# Excerpt start

Thursday, February 23, 2012

Let's #GrowGolf Through Honest & Open Dialogue

I am a firm believer that the solution to the golf industry’s troubles is to grow the game amongst new players as opposed to trying to squeeze more money, time and participation out of existing players.  This may seem like an obvious statement but not everyone in the industry agrees with me, starting with some major equipment manufacturers who have told me as much.

In order to grow the game amongst new players, we need to do two things:
1.    Be honest in our assessment of where we stand and why.  We don’t always see this, as evidenced by this recent Tweet by SNAG on February 13:
snaggolf@snaggolf – 10 million kids learning #golf using SNAG!

# Excerpt end
# Information shown start

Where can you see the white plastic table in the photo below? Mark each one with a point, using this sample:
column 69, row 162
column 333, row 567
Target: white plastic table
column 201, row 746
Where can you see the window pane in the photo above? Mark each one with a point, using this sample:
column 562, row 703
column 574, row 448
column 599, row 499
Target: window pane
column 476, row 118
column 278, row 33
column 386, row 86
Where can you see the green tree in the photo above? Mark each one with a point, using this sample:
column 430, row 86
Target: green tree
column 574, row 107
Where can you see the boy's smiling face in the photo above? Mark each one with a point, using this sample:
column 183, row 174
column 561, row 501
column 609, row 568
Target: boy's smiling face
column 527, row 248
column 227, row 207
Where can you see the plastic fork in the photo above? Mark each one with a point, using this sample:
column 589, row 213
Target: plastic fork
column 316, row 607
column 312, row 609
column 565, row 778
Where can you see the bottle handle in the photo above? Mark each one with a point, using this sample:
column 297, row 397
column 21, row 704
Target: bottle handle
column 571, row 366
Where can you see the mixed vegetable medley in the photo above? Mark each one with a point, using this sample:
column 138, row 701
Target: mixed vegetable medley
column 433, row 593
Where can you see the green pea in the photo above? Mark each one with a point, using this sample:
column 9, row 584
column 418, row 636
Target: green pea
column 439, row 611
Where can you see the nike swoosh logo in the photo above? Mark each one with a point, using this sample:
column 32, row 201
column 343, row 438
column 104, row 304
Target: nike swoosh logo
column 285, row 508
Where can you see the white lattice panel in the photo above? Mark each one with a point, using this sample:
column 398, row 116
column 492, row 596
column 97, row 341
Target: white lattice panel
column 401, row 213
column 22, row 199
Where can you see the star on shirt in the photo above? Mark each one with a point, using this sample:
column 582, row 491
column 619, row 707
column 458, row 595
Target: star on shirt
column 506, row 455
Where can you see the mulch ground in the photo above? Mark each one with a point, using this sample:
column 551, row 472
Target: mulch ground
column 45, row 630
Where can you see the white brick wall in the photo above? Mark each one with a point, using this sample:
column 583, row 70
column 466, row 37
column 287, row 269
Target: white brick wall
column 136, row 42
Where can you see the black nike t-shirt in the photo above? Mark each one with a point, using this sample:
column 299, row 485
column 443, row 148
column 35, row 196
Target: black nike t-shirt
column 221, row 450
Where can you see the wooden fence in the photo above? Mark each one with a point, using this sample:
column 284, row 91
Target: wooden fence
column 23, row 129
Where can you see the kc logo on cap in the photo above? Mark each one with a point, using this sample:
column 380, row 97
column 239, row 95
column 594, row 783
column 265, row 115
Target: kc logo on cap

# Information shown end

Can you return the stretch of the golf post above that runs from "Thursday, February 23, 2012" up to and including "me as much.", copied word for word?

— Problem solution —
Thursday, February 23, 2012

Let's #GrowGolf Through Honest & Open Dialogue

I am a firm believer that the solution to the golf industry’s troubles is to grow the game amongst new players as opposed to trying to squeeze more money, time and participation out of existing players.  This may seem like an obvious statement but not everyone in the industry agrees with me, starting with some major equipment manufacturers who have told me as much.